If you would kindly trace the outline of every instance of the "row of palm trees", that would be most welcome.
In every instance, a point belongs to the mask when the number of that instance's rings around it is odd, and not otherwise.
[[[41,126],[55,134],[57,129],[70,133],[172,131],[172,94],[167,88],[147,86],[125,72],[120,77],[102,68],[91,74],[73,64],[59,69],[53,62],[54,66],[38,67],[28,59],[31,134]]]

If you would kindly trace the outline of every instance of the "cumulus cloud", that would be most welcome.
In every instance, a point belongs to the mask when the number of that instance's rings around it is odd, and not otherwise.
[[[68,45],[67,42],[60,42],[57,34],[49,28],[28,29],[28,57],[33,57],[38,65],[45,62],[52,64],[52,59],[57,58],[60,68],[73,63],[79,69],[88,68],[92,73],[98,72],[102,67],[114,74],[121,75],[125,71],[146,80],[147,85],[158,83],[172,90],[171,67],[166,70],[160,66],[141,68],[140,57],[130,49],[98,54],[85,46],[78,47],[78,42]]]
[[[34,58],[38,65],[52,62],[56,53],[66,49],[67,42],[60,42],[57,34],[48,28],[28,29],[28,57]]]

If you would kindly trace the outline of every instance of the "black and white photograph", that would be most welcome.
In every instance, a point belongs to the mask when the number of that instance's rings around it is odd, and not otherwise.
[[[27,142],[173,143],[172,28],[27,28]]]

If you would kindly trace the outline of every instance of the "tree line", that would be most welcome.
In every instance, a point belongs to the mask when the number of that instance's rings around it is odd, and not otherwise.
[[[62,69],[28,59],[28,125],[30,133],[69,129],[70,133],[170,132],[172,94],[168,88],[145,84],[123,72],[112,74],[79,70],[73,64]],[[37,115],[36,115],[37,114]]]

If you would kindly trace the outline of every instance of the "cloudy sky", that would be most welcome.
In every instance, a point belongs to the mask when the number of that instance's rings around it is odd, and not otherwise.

****************************************

__PROBLEM TO WORK ON__. Lines containing the string "would" above: how many are there? Answer with the number only.

__RESPONSE TO THE EXERCISE__. 5